--- START Provided information ---

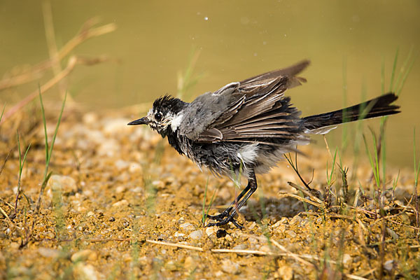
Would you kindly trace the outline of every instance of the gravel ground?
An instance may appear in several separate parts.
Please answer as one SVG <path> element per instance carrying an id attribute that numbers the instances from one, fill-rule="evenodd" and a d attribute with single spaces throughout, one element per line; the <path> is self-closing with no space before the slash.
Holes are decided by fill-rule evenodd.
<path id="1" fill-rule="evenodd" d="M 240 190 L 227 178 L 200 172 L 146 127 L 127 127 L 131 118 L 115 115 L 130 113 L 67 113 L 38 215 L 43 130 L 34 120 L 1 127 L 2 134 L 13 135 L 23 125 L 22 149 L 29 142 L 31 147 L 21 181 L 24 195 L 15 214 L 15 137 L 3 137 L 1 143 L 0 163 L 15 148 L 0 174 L 4 212 L 0 214 L 0 279 L 420 276 L 415 200 L 410 200 L 412 170 L 400 172 L 393 192 L 398 170 L 388 169 L 389 190 L 382 197 L 386 211 L 381 214 L 370 199 L 374 183 L 366 159 L 348 173 L 348 204 L 342 200 L 341 175 L 335 173 L 330 206 L 322 197 L 318 203 L 307 197 L 304 203 L 288 196 L 300 195 L 288 181 L 302 184 L 284 161 L 270 174 L 258 176 L 259 188 L 238 217 L 244 230 L 231 223 L 204 227 L 206 190 L 206 205 L 216 193 L 210 214 L 223 211 Z M 51 135 L 55 124 L 48 127 Z M 299 156 L 300 174 L 309 181 L 314 169 L 311 186 L 325 193 L 330 155 L 314 146 L 302 150 L 307 157 Z M 351 159 L 343 160 L 353 166 Z M 359 184 L 364 196 L 356 194 Z"/>

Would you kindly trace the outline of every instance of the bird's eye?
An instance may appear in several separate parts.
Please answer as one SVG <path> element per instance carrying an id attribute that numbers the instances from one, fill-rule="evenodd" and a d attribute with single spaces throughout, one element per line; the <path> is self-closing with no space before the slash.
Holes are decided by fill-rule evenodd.
<path id="1" fill-rule="evenodd" d="M 162 113 L 160 112 L 158 112 L 155 114 L 155 120 L 158 122 L 162 120 Z"/>

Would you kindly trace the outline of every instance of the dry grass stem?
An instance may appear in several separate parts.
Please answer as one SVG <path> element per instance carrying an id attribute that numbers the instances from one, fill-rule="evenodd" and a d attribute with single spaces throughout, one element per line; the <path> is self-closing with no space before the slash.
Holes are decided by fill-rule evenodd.
<path id="1" fill-rule="evenodd" d="M 319 208 L 319 209 L 324 208 L 323 204 L 322 204 L 321 203 L 314 202 L 312 200 L 301 197 L 299 195 L 293 195 L 293 193 L 289 193 L 289 192 L 279 192 L 279 194 L 280 195 L 279 198 L 290 197 L 295 198 L 298 200 L 300 200 L 302 202 L 309 203 L 309 204 L 314 205 L 314 206 L 316 206 L 317 208 Z"/>
<path id="2" fill-rule="evenodd" d="M 302 188 L 300 186 L 297 185 L 293 182 L 287 182 L 287 183 L 289 184 L 290 186 L 295 188 L 296 190 L 300 190 L 301 192 L 302 192 L 303 193 L 304 193 L 305 195 L 309 196 L 312 200 L 315 201 L 316 202 L 318 202 L 320 204 L 323 203 L 322 200 L 321 200 L 319 198 L 316 197 L 315 195 L 312 194 L 307 190 L 305 190 L 304 188 Z"/>
<path id="3" fill-rule="evenodd" d="M 41 92 L 41 94 L 44 93 L 45 92 L 50 89 L 52 86 L 54 86 L 55 84 L 57 84 L 58 82 L 59 82 L 62 78 L 64 78 L 70 73 L 71 73 L 71 71 L 74 69 L 74 66 L 76 65 L 94 65 L 108 60 L 109 59 L 106 57 L 95 58 L 87 58 L 76 55 L 70 57 L 70 58 L 69 59 L 69 62 L 67 63 L 67 66 L 63 71 L 59 72 L 58 75 L 55 76 L 46 82 L 44 85 L 43 85 L 39 90 L 34 90 L 32 93 L 31 93 L 29 95 L 26 97 L 16 105 L 10 108 L 7 112 L 6 112 L 4 113 L 4 115 L 3 116 L 3 118 L 1 119 L 1 121 L 0 121 L 0 125 L 4 122 L 6 122 L 16 112 L 18 112 L 22 107 L 24 107 L 28 103 L 34 100 L 38 96 L 39 92 Z"/>
<path id="4" fill-rule="evenodd" d="M 59 62 L 62 60 L 78 45 L 90 38 L 112 32 L 116 29 L 116 24 L 113 23 L 94 27 L 94 25 L 97 23 L 97 19 L 91 19 L 87 21 L 83 24 L 81 30 L 57 51 L 57 55 L 53 59 L 49 59 L 34 66 L 30 69 L 25 71 L 19 75 L 5 78 L 0 80 L 0 90 L 15 87 L 40 78 L 47 70 L 53 66 L 55 63 L 55 61 Z M 62 71 L 59 71 L 56 76 L 62 72 Z"/>

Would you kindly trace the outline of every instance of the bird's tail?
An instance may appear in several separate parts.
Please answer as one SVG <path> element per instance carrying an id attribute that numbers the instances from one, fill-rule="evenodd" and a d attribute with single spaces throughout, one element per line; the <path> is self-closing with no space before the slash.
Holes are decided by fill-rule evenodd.
<path id="1" fill-rule="evenodd" d="M 393 92 L 387 93 L 344 109 L 304 118 L 303 125 L 307 133 L 325 134 L 341 123 L 393 115 L 400 113 L 399 106 L 391 104 L 398 98 Z"/>

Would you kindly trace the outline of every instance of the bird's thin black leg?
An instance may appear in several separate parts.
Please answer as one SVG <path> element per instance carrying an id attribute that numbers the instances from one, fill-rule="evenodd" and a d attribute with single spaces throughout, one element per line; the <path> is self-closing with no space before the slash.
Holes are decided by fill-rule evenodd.
<path id="1" fill-rule="evenodd" d="M 211 223 L 207 224 L 207 227 L 212 227 L 214 225 L 220 226 L 226 225 L 229 222 L 232 222 L 237 227 L 242 228 L 242 226 L 237 223 L 237 222 L 234 219 L 236 214 L 239 211 L 241 207 L 244 206 L 245 202 L 248 200 L 248 199 L 252 195 L 253 193 L 257 190 L 257 178 L 255 178 L 255 172 L 253 172 L 250 174 L 249 178 L 248 179 L 248 186 L 246 188 L 238 195 L 234 201 L 232 203 L 231 206 L 230 206 L 226 210 L 225 210 L 220 216 L 224 215 L 226 218 L 222 218 L 222 217 L 219 217 L 219 215 L 217 215 L 215 220 L 219 220 L 218 223 Z M 246 193 L 245 195 L 245 193 Z M 242 197 L 244 197 L 242 198 Z M 230 211 L 232 213 L 230 213 Z M 211 217 L 209 217 L 212 218 Z"/>
<path id="2" fill-rule="evenodd" d="M 230 214 L 230 211 L 234 208 L 234 206 L 238 204 L 238 202 L 241 200 L 241 198 L 242 198 L 242 197 L 244 195 L 245 195 L 245 194 L 246 192 L 248 192 L 248 191 L 250 189 L 251 189 L 251 186 L 249 186 L 249 183 L 248 183 L 246 186 L 246 188 L 245 188 L 244 189 L 244 190 L 242 190 L 241 192 L 241 193 L 239 193 L 239 195 L 237 197 L 237 198 L 234 199 L 234 200 L 230 204 L 230 205 L 229 205 L 229 206 L 227 208 L 226 208 L 225 209 L 225 211 L 223 211 L 222 213 L 220 213 L 218 215 L 214 215 L 214 216 L 207 215 L 207 218 L 211 218 L 212 220 L 223 220 L 223 218 L 227 217 Z"/>

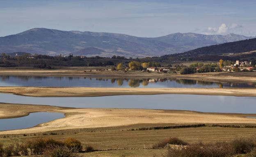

--- END Provided information ---

Set down all of the items above again, reproducing every line precisely as it appears. Leave the pictures out.

◆ Exercise response ◆
Would you kindly trace the outline of every instance of the gravel ground?
An instance may appear in several separate parts.
Please answer as one SVG <path> element per instance carrying an id attribute that numbers the instances from one, fill-rule="evenodd" and a d attribute with single spaces throughout, one element per line; the <path> is self-closing with no space before the slash.
Holes are decided by fill-rule evenodd.
<path id="1" fill-rule="evenodd" d="M 240 190 L 227 178 L 200 172 L 146 127 L 127 127 L 131 118 L 115 115 L 130 113 L 67 113 L 38 215 L 43 130 L 34 120 L 1 127 L 2 134 L 13 135 L 23 125 L 22 149 L 29 142 L 31 147 L 21 181 L 24 195 L 15 214 L 15 137 L 3 137 L 1 143 L 0 163 L 15 148 L 0 174 L 4 212 L 0 214 L 0 279 L 420 276 L 415 200 L 410 200 L 412 170 L 400 172 L 393 192 L 398 170 L 388 169 L 389 190 L 382 197 L 386 211 L 381 214 L 370 199 L 374 183 L 366 159 L 348 173 L 348 204 L 342 200 L 341 175 L 335 173 L 330 206 L 322 197 L 318 203 L 307 197 L 304 203 L 288 196 L 300 195 L 288 181 L 302 184 L 284 161 L 270 174 L 258 176 L 259 188 L 238 217 L 244 230 L 231 223 L 204 227 L 206 190 L 206 205 L 216 193 L 210 214 L 223 211 Z M 51 135 L 55 124 L 48 127 Z M 299 156 L 300 174 L 309 181 L 314 169 L 311 186 L 325 193 L 330 155 L 314 146 L 302 150 L 307 157 Z M 351 159 L 343 160 L 353 166 Z M 359 184 L 364 196 L 356 194 Z"/>

Would you kindly trace the outline of every instance of the bird's eye?
An instance may appear in several separate parts.
Please answer as one SVG <path> element per instance carrying an id attribute that numbers the instances from one, fill-rule="evenodd" and a d attribute with single spaces throughout, one element per line; the <path> is self-closing with no space before the slash.
Holes are decided by fill-rule evenodd.
<path id="1" fill-rule="evenodd" d="M 162 113 L 160 112 L 158 112 L 155 114 L 155 120 L 158 122 L 162 120 Z"/>

Would you kindly trace the outline of every instance of the dry grass stem?
An instance may appear in several separate parts.
Please answer as one SVG <path> element per instance carrying an id attribute that numbers the instances from one, fill-rule="evenodd" and a d attribute with single spaces throughout, one element per line; the <path> is self-closing with no space before the slash.
Holes are decided by fill-rule evenodd.
<path id="1" fill-rule="evenodd" d="M 319 208 L 319 209 L 324 208 L 323 204 L 322 204 L 321 203 L 314 202 L 312 200 L 301 197 L 299 195 L 293 195 L 293 193 L 289 193 L 289 192 L 279 192 L 279 194 L 280 195 L 279 198 L 290 197 L 295 198 L 298 200 L 300 200 L 302 202 L 309 203 L 309 204 L 314 205 L 314 206 L 316 206 L 317 208 Z"/>
<path id="2" fill-rule="evenodd" d="M 302 188 L 300 186 L 297 185 L 293 182 L 287 182 L 287 183 L 289 184 L 290 186 L 295 188 L 296 190 L 300 190 L 301 192 L 302 192 L 303 193 L 304 193 L 305 195 L 309 196 L 312 200 L 315 201 L 316 202 L 318 202 L 320 204 L 323 203 L 322 200 L 321 200 L 319 198 L 316 197 L 315 195 L 312 194 L 307 190 L 305 190 L 304 188 Z"/>
<path id="3" fill-rule="evenodd" d="M 41 92 L 41 94 L 44 93 L 45 92 L 50 89 L 52 86 L 54 86 L 55 84 L 57 84 L 58 82 L 59 82 L 62 78 L 64 78 L 70 73 L 71 73 L 71 71 L 74 69 L 74 66 L 76 65 L 94 65 L 108 60 L 109 59 L 106 57 L 95 58 L 87 58 L 76 55 L 70 57 L 70 58 L 69 59 L 69 62 L 67 63 L 67 66 L 63 71 L 59 72 L 58 75 L 55 76 L 46 82 L 44 85 L 43 85 L 39 90 L 34 90 L 32 93 L 31 93 L 29 95 L 26 97 L 16 105 L 10 108 L 7 112 L 6 112 L 4 113 L 4 115 L 3 116 L 3 118 L 1 119 L 1 121 L 0 121 L 0 125 L 4 122 L 6 122 L 16 112 L 18 112 L 22 107 L 24 107 L 28 103 L 34 100 L 38 96 L 39 92 Z"/>
<path id="4" fill-rule="evenodd" d="M 59 62 L 62 60 L 78 45 L 90 38 L 112 32 L 116 29 L 116 24 L 113 23 L 94 27 L 94 25 L 97 23 L 97 19 L 91 19 L 87 21 L 83 24 L 81 30 L 57 51 L 57 55 L 53 59 L 49 59 L 34 66 L 30 69 L 25 71 L 19 75 L 5 78 L 0 80 L 0 90 L 15 87 L 40 78 L 47 70 L 53 66 L 55 63 L 55 61 Z M 62 71 L 59 71 L 56 76 L 62 72 Z"/>

Would you kindly trace the outline of every instance of the bird's tail?
An instance may appear in several separate parts.
Please answer as one SVG <path> element per instance carrying an id attribute that numbers the instances from one, fill-rule="evenodd" and a d attribute with single spaces throughout, one element per line; the <path> is self-closing with no space before the slash.
Holes are decided by fill-rule evenodd.
<path id="1" fill-rule="evenodd" d="M 393 92 L 387 93 L 344 109 L 304 118 L 303 125 L 307 133 L 325 134 L 341 123 L 393 115 L 400 113 L 399 106 L 391 104 L 398 98 Z"/>

Would you kindly trace the outline of every instance of the bird's thin black leg?
An instance may appear in several separate parts.
Please answer as one SVG <path> element per instance carrying an id attribute that numbers the instances from one, fill-rule="evenodd" and a d attribute with single spaces throughout, one element per line; the <path> is self-closing with no space before the slash.
Holes are decided by fill-rule evenodd.
<path id="1" fill-rule="evenodd" d="M 211 223 L 207 224 L 207 227 L 212 227 L 214 225 L 220 226 L 226 225 L 229 222 L 232 222 L 237 227 L 242 228 L 242 226 L 237 223 L 237 222 L 234 219 L 236 214 L 239 211 L 241 207 L 244 206 L 245 202 L 248 200 L 248 199 L 252 195 L 253 193 L 257 190 L 257 178 L 255 178 L 255 172 L 253 172 L 250 174 L 249 178 L 248 179 L 248 186 L 246 188 L 238 195 L 234 201 L 232 203 L 231 206 L 230 206 L 226 210 L 225 210 L 220 216 L 224 215 L 226 218 L 222 218 L 222 217 L 219 217 L 219 215 L 217 215 L 215 220 L 219 220 L 218 223 Z M 246 193 L 245 195 L 245 193 Z M 242 197 L 244 197 L 242 198 Z M 230 211 L 232 213 L 230 213 Z M 211 217 L 209 217 L 212 218 Z"/>
<path id="2" fill-rule="evenodd" d="M 230 214 L 230 211 L 234 208 L 234 206 L 238 204 L 238 202 L 241 200 L 241 198 L 242 198 L 242 197 L 244 195 L 245 195 L 245 194 L 246 192 L 248 192 L 248 191 L 250 189 L 251 189 L 251 186 L 249 186 L 249 183 L 248 183 L 246 186 L 246 188 L 245 188 L 244 189 L 244 190 L 242 190 L 241 192 L 241 193 L 239 193 L 239 195 L 237 197 L 237 198 L 234 199 L 234 200 L 230 204 L 230 205 L 229 205 L 229 206 L 227 208 L 226 208 L 225 209 L 225 211 L 223 211 L 222 213 L 220 213 L 218 215 L 214 215 L 214 216 L 207 215 L 207 218 L 211 218 L 212 220 L 223 220 L 223 218 L 227 217 Z"/>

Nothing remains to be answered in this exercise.